**ACTIVITY**
Convert the records into a numbered list, starting at the first line and going on through the line with "box: [0, 59, 420, 227]". Leave out any blank lines.

───── INFORMATION

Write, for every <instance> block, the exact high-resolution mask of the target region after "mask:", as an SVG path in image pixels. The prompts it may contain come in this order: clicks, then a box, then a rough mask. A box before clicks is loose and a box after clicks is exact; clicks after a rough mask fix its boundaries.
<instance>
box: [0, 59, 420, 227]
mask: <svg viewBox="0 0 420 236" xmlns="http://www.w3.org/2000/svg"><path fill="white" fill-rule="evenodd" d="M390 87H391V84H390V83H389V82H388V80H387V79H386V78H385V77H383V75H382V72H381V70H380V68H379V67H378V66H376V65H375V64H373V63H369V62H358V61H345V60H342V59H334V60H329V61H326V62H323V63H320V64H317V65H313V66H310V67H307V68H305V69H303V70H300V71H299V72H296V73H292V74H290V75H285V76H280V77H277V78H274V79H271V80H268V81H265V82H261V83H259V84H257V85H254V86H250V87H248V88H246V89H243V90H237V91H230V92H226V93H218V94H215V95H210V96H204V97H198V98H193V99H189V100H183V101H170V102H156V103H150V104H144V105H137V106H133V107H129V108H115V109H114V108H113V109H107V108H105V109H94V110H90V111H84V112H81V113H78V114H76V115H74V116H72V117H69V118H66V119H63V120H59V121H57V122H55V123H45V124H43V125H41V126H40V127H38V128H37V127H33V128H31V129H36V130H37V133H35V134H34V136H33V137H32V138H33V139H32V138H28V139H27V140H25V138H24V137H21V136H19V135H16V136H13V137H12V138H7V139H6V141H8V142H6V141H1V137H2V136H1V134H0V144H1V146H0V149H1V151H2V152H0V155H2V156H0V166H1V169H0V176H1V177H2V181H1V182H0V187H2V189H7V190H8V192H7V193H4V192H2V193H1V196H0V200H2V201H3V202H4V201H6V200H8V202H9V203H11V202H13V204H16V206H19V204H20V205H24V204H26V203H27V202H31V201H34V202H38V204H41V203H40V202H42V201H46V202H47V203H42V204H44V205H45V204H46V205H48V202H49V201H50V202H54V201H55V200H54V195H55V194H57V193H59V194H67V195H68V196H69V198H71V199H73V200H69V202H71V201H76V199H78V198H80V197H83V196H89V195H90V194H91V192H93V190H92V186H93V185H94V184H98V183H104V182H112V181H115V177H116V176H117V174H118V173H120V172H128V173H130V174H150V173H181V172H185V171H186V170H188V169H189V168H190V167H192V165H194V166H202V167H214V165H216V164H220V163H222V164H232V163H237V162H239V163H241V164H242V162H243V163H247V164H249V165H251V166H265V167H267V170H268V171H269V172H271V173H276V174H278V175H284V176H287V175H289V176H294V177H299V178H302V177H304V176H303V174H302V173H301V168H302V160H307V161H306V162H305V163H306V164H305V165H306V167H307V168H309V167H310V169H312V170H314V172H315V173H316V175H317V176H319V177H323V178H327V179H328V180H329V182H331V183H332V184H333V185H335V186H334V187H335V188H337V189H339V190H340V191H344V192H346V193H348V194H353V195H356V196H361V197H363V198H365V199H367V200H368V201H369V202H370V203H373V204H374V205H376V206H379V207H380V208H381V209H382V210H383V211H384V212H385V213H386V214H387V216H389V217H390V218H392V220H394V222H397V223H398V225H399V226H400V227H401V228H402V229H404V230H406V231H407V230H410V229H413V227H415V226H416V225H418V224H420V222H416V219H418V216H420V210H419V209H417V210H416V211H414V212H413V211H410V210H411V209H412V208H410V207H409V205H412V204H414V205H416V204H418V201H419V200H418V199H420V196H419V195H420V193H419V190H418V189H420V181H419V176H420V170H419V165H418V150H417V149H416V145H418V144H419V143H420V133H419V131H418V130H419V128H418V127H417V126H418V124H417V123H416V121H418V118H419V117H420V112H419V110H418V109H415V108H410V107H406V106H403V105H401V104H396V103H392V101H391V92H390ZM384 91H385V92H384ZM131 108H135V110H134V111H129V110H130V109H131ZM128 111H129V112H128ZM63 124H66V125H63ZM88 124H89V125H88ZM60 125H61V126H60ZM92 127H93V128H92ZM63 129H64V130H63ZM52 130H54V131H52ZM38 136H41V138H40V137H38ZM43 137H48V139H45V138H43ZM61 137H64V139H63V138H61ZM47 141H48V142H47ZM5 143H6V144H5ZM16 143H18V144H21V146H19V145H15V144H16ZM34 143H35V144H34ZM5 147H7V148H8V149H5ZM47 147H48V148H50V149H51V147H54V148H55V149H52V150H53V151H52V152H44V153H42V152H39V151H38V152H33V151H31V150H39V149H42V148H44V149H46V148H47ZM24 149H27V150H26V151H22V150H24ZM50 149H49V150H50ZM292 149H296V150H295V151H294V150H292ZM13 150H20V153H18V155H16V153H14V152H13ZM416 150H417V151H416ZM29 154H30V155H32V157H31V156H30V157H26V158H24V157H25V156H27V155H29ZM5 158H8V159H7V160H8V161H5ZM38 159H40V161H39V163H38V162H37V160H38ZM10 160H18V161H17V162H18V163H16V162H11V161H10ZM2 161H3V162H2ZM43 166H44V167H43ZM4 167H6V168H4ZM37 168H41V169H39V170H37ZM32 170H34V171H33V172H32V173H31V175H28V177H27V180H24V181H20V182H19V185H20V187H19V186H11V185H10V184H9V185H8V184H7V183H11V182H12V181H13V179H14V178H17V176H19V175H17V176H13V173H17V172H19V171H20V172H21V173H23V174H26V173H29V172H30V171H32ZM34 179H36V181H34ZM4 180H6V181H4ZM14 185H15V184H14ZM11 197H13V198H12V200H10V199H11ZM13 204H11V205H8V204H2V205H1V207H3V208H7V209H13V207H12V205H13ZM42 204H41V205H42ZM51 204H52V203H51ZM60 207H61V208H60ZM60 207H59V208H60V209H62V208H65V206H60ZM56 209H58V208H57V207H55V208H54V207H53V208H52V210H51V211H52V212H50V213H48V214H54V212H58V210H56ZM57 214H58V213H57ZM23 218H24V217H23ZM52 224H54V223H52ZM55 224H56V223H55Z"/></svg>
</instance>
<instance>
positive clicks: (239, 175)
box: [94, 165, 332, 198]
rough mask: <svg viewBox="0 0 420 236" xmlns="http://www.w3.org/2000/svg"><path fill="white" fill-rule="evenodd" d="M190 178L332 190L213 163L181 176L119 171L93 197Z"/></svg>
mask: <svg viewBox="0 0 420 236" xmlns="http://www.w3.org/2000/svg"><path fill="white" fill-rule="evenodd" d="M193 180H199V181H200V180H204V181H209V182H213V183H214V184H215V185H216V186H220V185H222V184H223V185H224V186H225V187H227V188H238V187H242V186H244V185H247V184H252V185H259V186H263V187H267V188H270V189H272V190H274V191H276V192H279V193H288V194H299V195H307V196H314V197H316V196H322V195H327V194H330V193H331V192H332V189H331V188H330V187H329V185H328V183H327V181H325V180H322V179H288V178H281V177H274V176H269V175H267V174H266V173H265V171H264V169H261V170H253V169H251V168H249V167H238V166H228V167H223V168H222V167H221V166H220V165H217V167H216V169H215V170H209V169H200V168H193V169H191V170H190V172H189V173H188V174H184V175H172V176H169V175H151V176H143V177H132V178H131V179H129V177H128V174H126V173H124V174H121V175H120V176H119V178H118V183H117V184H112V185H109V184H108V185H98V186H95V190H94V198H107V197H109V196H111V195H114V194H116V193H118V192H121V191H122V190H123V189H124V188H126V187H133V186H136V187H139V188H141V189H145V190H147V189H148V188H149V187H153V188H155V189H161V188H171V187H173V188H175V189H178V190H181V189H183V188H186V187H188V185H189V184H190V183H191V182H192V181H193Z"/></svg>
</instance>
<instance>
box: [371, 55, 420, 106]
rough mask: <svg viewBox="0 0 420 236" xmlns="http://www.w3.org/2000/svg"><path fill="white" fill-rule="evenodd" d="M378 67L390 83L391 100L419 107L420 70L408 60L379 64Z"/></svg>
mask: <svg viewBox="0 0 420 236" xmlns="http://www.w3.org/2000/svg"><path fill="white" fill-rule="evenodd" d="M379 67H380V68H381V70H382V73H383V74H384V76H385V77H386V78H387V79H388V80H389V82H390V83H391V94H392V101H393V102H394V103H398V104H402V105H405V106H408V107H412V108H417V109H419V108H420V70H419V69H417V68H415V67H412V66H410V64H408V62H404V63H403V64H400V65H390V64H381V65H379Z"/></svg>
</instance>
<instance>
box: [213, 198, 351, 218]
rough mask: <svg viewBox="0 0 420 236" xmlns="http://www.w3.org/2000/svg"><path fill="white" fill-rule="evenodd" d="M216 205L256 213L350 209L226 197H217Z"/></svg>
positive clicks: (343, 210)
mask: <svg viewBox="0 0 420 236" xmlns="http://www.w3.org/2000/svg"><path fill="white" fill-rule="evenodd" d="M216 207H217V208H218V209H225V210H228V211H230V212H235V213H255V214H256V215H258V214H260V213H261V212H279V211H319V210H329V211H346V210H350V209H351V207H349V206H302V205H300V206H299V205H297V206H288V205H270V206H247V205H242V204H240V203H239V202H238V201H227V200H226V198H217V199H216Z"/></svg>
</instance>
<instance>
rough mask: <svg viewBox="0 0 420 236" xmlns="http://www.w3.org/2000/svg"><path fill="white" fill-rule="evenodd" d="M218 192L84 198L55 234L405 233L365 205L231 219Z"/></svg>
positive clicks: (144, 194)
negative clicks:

──────────

**RESPONSE**
1. Write, for every <instance> block, the exact high-resolution mask of the target region after "mask:", as an SVG path in image pixels. The prompts it may contain come in this order: clicks, then a box, then a rough mask. A box before clicks is loose and a box after clicks is exact; clicks after a rough mask fix its boundaries.
2. <instance>
3. box: [0, 59, 420, 227]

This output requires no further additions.